### Data lines

— Begin —

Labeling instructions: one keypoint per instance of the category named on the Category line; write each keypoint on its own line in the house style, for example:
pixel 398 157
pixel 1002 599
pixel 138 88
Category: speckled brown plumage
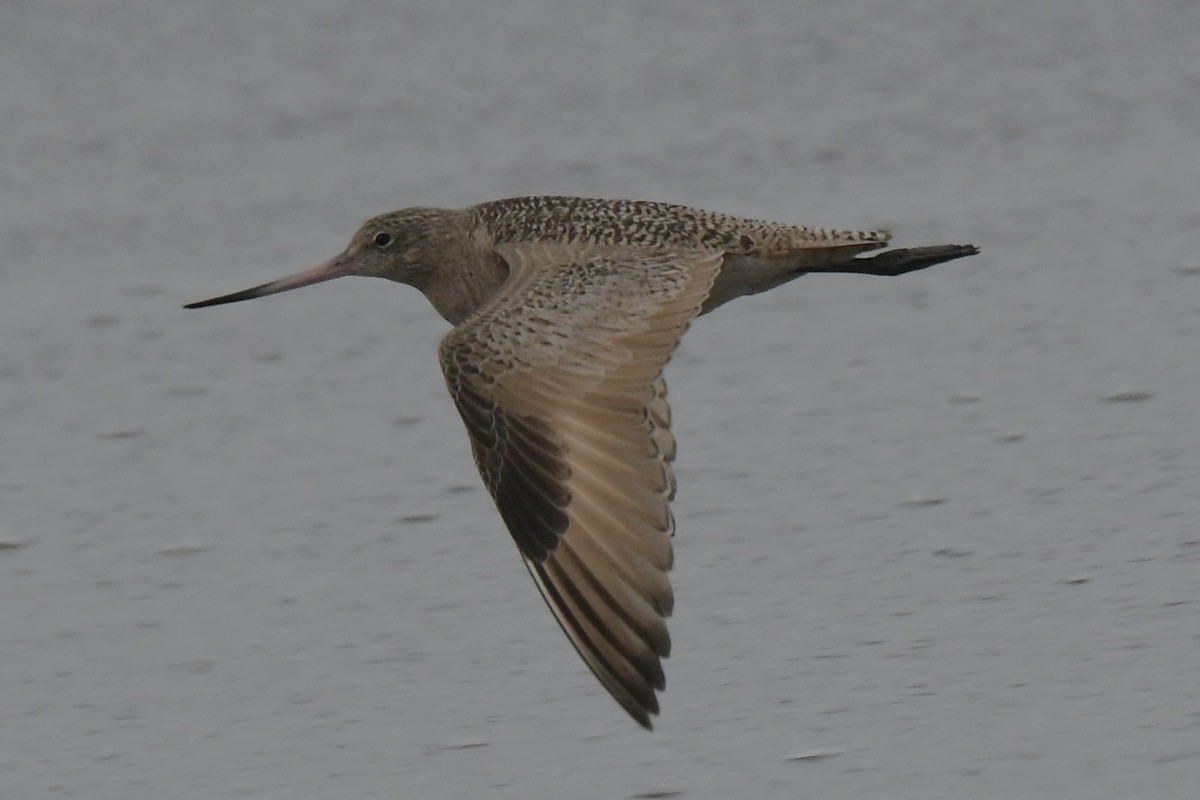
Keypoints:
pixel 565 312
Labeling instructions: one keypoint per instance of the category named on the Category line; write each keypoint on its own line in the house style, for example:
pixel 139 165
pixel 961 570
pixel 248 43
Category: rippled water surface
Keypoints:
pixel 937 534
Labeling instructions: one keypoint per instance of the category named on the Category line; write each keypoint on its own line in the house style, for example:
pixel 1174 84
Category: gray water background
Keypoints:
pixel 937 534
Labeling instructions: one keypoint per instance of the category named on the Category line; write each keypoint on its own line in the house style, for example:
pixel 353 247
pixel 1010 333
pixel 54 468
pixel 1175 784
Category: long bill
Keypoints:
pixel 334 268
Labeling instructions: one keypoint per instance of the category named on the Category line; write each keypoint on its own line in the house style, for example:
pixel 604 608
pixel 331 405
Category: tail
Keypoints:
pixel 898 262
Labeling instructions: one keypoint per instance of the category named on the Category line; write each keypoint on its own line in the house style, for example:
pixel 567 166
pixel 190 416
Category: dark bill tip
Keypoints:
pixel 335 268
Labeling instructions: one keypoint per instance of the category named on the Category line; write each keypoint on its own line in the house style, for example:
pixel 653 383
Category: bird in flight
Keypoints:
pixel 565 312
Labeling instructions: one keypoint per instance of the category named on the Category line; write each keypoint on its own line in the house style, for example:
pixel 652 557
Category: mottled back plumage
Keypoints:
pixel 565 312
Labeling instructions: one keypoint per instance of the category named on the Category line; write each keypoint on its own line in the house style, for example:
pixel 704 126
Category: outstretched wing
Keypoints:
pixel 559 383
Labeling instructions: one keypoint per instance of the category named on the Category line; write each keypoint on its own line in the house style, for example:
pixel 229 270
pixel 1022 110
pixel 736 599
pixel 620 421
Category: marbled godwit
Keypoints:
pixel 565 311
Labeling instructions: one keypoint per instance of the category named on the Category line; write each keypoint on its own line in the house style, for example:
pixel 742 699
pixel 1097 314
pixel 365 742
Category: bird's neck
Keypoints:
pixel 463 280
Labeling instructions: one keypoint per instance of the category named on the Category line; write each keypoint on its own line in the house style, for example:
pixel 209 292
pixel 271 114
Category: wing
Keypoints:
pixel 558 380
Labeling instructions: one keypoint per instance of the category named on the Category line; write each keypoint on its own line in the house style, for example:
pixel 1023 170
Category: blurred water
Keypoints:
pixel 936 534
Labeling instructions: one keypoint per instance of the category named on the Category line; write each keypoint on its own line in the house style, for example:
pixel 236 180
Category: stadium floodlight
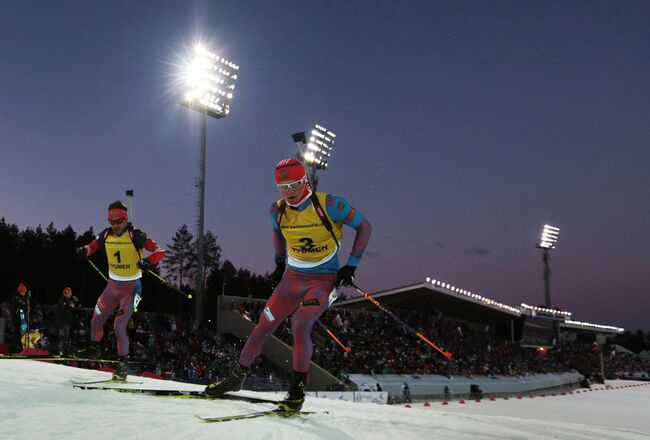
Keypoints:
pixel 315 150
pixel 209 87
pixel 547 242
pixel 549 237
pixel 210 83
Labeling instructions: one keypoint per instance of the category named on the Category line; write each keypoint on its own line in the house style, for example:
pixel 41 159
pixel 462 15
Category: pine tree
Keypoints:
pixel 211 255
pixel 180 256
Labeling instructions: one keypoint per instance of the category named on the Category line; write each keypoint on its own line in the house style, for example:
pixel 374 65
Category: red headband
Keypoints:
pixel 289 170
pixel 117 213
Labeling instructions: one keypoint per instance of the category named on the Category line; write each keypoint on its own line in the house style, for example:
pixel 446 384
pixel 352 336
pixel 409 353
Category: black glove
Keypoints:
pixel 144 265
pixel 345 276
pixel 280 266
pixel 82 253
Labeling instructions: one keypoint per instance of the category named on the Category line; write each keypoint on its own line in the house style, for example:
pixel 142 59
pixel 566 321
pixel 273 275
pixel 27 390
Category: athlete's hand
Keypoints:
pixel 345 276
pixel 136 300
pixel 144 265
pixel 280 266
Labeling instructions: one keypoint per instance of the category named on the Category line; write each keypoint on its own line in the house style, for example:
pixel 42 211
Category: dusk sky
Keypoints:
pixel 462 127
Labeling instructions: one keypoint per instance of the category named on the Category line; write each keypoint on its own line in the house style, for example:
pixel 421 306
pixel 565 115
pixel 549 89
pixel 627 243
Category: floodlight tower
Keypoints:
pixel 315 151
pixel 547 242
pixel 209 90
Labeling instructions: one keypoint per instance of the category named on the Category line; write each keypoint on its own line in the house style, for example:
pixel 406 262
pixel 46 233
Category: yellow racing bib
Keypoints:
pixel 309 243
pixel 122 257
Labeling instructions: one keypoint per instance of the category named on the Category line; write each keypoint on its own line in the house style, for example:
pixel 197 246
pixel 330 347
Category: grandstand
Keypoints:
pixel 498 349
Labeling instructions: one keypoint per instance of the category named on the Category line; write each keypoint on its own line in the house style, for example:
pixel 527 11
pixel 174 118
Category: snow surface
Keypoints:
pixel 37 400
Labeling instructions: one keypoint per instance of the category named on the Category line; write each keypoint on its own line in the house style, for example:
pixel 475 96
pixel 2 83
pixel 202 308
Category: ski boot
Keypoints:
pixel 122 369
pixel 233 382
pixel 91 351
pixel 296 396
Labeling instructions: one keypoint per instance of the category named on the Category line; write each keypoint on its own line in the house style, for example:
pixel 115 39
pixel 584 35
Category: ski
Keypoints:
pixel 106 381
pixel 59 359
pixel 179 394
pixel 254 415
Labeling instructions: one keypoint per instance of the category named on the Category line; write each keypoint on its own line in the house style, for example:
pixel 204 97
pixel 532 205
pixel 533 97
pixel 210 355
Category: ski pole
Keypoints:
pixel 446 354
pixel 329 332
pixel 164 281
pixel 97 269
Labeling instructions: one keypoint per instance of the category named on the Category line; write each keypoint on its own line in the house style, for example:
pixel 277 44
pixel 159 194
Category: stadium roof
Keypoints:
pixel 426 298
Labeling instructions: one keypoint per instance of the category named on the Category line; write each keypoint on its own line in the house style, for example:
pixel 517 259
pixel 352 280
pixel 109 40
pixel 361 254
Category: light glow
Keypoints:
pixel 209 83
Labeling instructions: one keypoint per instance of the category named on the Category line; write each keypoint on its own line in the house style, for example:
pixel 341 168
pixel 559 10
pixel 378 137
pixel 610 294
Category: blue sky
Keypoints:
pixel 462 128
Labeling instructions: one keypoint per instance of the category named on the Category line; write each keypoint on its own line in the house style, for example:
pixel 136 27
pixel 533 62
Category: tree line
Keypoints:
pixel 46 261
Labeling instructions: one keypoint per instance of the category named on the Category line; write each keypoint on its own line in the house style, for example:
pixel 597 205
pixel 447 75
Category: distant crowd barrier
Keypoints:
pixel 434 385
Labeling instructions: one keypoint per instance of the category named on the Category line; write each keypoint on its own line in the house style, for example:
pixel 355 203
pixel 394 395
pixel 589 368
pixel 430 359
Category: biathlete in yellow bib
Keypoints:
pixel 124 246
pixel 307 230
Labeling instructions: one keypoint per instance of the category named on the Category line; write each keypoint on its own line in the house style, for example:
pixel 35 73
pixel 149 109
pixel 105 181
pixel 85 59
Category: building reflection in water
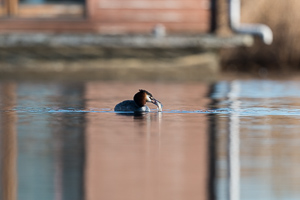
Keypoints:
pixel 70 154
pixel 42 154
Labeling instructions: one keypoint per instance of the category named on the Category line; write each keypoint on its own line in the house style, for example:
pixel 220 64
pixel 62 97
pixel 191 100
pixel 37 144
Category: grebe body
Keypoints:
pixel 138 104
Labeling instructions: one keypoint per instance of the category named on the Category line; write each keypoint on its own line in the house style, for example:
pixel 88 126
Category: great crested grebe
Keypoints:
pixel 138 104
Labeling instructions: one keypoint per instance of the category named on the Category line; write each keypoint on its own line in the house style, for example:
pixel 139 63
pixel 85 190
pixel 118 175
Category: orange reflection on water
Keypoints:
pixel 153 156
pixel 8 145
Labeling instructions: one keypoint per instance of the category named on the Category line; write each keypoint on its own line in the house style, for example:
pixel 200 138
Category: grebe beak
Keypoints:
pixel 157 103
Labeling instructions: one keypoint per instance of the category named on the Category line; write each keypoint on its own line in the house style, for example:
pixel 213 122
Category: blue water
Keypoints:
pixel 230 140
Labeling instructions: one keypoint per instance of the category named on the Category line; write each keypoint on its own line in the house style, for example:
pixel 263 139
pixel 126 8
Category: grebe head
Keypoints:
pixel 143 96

— End —
— Begin —

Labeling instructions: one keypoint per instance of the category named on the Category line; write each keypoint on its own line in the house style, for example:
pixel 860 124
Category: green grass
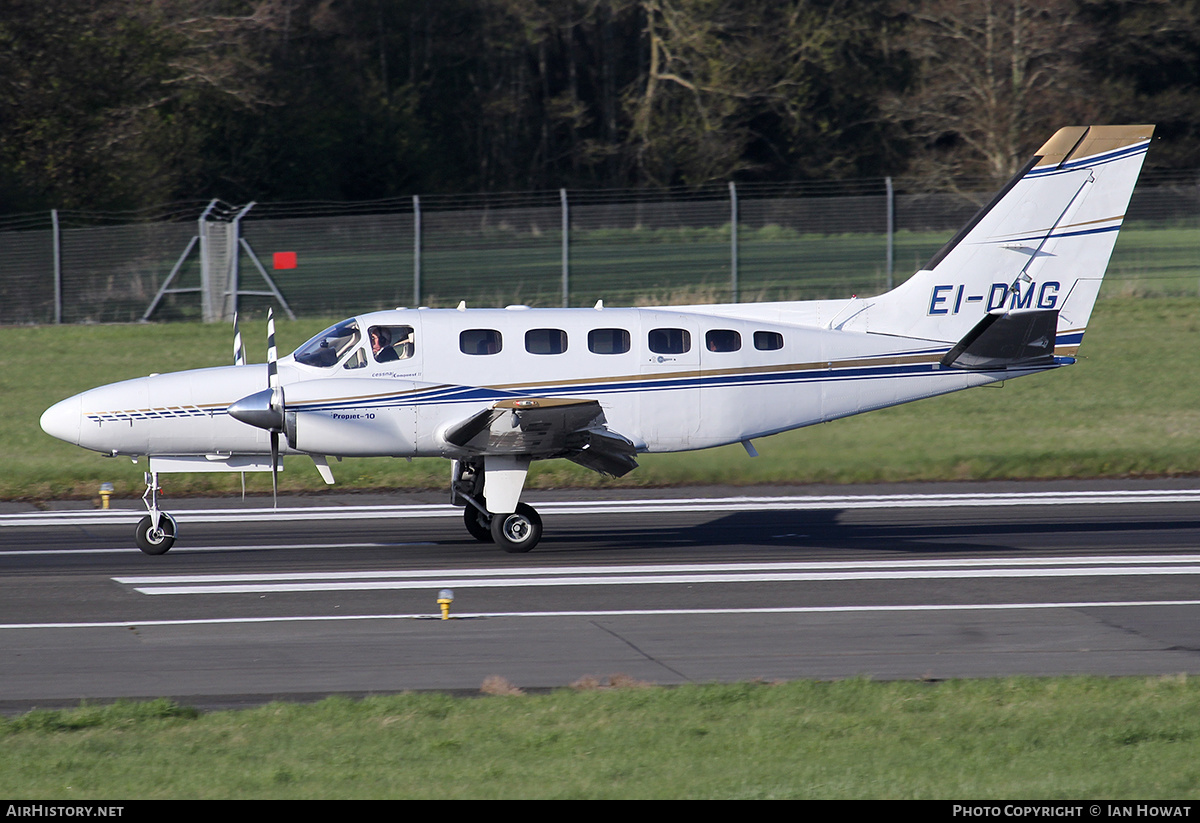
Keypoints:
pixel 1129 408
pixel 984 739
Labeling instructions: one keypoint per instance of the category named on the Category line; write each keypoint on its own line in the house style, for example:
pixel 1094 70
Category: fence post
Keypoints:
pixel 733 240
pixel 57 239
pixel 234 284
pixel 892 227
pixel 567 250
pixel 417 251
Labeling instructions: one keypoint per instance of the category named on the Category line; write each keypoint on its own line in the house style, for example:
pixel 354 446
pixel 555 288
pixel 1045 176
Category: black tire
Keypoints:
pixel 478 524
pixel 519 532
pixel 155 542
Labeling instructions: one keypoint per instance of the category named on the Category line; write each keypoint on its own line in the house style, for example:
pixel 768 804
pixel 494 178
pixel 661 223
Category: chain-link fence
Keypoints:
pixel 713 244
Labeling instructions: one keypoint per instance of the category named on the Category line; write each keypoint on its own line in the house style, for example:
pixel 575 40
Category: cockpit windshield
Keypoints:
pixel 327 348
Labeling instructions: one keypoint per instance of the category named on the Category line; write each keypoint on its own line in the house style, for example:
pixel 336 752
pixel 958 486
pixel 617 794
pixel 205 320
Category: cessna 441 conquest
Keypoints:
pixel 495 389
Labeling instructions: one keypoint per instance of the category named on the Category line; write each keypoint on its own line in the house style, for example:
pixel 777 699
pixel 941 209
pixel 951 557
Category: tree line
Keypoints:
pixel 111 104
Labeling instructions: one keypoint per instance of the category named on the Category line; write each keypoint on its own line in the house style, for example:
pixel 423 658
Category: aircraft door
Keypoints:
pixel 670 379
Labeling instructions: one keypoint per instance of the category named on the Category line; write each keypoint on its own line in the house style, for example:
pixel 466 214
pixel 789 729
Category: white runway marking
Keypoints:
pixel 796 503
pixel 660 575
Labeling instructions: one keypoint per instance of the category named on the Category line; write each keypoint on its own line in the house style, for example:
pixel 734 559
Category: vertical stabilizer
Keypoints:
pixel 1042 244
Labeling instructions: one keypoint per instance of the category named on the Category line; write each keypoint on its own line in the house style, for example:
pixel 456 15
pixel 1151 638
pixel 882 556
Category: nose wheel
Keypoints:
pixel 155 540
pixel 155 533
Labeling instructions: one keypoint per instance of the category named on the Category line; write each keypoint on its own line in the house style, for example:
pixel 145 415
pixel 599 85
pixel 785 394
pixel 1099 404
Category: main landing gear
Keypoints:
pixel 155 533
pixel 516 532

— End —

### Exercise objective
From the data above, pull out every line that contains the string "grebe" and copy each one unchanged. Matching is case-sensitive.

### Final result
Category: grebe body
Category: great crested grebe
Category: grebe beak
Category: grebe head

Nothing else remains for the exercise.